Remote access to your School mail account

Using SSH to tunnel mail access within School

User's wishing to send/receive mail from within the School's firewall while accessing the school from the internet may use SSH to tunnel their mail protocols.

See [WWW]http://vmsbox.cjb.net/PuTTY/ or [WWW]http://www.cs.dal.ca/studentservices/faq/technical_services/e-mail/portfw.php for details on how to do this from Windows, and below is an example that will work from a Unix host - run the following from a terminal window:

ssh -x -L 8465:smtp.cs.usyd.edu.au:25 -L 8143:imap.cs.usyd.edu.au:143 cpu0 

and then use localhost:8465 for SMTP traffic, and localhost:8143 for IMAP4 traffic.

Mac users can use a utility called "AlmostVPN" (available from the [WWW]Mac-software repository) to easily setup and use tunnels.

----------------------------------------

_Exercise requirements_
(A) Reproduce the SSH mail tunneling page verbatim, beginning at the words "See [WWW]http://vmsbox.cjb.net/PuTTY/ or" and stopping after "for IMAP4 traffic.".
(B) According to the SSH mail tunneling page, which local address and port should be used for IMAP4 traffic?
(C) Resume the SSH mail tunneling page after its final sentence, keeping its tone and subject.

_Source excerpt_
----------------------------------------

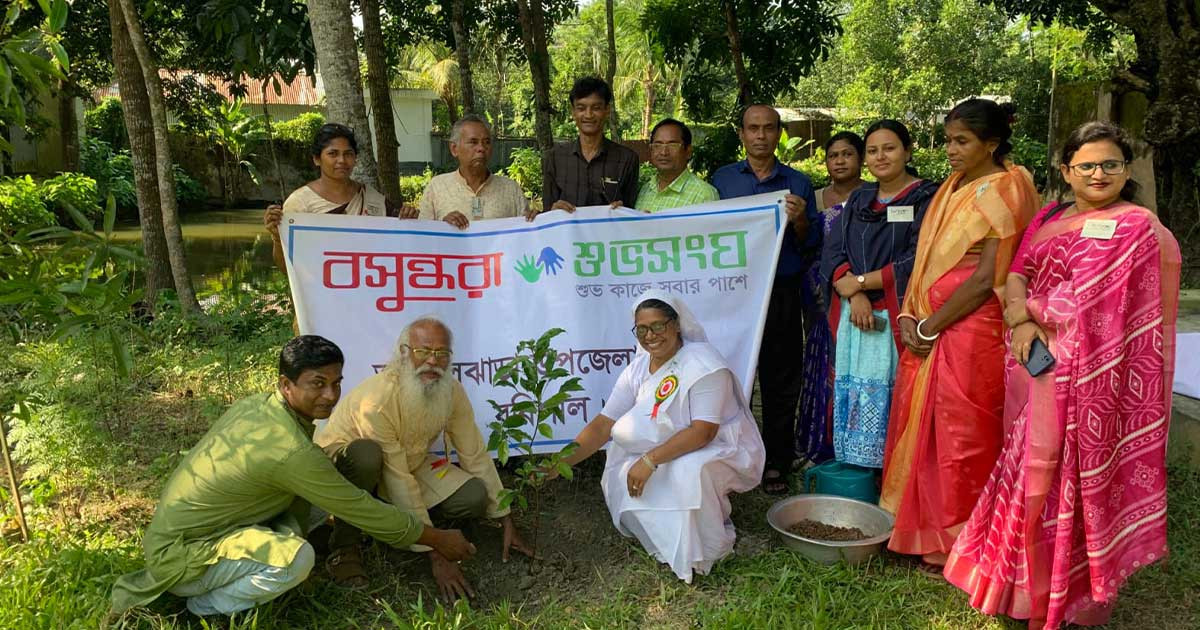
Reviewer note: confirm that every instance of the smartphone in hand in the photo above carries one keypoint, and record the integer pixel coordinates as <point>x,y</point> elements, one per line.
<point>1039,358</point>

----------------------------------------

_Responses for each task_
(A)
See [WWW]http://vmsbox.cjb.net/PuTTY/ or [WWW]http://www.cs.dal.ca/studentservices/faq/technical_services/e-mail/portfw.php for details on how to do this from Windows, and below is an example that will work from a Unix host - run the following from a terminal window:

ssh -x -L 8465:smtp.cs.usyd.edu.au:25 -L 8143:imap.cs.usyd.edu.au:143 cpu0 

and then use localhost:8465 for SMTP traffic, and localhost:8143 for IMAP4 traffic.

(B) localhost:8143

(C)
Using SIMAP to access your mailboxes from outside the University

If your email client supports the "SIMAP" protocol, also called "secure IMAP" or "IMAP via SSL" then you can use it to access your mailboxes from outside the University. Make sure that the port number is set to "alternate port" (port 993). If you get a notification about the server certificate not being recognised try adding it to the list of trusted certificates.

NB: Note that this only supports the retrieval of mail. To send mail via the School's mail server please either use the University's web mail server as described above under "General Information" or refer to ssh tunneling further up.

USyd Mail Address Directory

To use the University's ldap directory server to search for mail addresses use the following settings:

 Hostname: directory-public.usyd.edu.au 
 Base DN: ou=people,o=University of Sydney,c=au 
 Port no: 389 (this is the default) 
 Bind DN: not required.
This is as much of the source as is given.